» Records supplied
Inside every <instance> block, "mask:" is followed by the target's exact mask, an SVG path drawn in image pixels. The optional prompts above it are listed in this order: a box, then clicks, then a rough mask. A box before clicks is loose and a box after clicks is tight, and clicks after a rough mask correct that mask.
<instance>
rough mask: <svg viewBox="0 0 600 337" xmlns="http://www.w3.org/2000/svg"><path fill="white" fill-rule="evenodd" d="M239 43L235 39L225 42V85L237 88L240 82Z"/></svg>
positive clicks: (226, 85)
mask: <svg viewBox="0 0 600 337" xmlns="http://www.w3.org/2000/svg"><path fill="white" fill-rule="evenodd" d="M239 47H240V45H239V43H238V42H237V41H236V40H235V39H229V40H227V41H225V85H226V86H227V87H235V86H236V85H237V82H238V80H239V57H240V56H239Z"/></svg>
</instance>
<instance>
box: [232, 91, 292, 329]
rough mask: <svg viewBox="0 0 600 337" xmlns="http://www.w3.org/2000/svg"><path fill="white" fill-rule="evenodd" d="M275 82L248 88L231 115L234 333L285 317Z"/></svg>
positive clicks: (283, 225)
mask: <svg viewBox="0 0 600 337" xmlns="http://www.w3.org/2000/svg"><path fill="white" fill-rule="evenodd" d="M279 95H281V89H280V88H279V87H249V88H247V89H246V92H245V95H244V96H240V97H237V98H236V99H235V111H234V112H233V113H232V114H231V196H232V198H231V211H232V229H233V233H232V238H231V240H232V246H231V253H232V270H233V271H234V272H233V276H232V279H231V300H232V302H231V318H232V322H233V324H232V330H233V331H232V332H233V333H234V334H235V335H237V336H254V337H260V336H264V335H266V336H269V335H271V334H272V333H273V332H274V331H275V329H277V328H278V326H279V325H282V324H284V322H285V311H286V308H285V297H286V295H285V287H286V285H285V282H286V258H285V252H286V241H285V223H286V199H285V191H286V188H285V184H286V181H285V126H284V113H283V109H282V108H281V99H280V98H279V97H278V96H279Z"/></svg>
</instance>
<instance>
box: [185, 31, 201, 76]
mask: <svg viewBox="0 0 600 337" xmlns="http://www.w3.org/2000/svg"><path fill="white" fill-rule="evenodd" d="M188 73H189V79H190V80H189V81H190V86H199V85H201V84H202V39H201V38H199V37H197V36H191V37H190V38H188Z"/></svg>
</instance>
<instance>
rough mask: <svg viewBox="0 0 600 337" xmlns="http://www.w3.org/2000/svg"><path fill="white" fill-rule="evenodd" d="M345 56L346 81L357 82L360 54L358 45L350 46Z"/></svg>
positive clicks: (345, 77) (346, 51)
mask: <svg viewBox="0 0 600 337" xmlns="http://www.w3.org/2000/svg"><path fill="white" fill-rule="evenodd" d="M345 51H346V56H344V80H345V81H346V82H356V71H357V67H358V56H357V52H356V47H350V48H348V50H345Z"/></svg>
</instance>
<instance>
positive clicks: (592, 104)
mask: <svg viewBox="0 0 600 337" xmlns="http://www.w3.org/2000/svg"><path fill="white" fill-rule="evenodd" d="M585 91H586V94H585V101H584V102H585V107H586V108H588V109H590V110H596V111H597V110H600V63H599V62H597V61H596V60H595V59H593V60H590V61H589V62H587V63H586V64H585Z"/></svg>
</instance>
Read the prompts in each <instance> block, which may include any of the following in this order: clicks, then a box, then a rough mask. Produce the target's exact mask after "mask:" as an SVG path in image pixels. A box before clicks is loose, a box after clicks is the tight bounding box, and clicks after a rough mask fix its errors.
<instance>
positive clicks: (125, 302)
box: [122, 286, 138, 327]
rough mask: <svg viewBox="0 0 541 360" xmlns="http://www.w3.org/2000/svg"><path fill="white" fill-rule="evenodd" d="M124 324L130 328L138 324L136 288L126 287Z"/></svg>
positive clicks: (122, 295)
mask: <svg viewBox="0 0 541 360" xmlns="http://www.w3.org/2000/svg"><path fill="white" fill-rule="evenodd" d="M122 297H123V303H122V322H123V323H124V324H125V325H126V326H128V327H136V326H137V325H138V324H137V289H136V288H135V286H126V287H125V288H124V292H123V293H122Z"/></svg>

» Your goal
Filtering the entries above by the word "order", copy each line that matches.

» Final answer
Inside every <instance> block, "mask:" is followed by the target's exact mask, an SVG path drawn in image pixels. The optional prompts above it are listed in this order: a box, then clicks, then a rough mask. A box before clicks is loose and a box after clicks is tight, and clicks after a rough mask correct that mask.
Read the prompts in each <instance> block, which may include any of the following in this order: clicks, then a box, then a rough mask. Produce the target's exact mask after "mask:" as an SVG path in image pixels. A box before clicks is loose, a box after clicks is the tight bounding box, and clicks after a rough mask fix its errors.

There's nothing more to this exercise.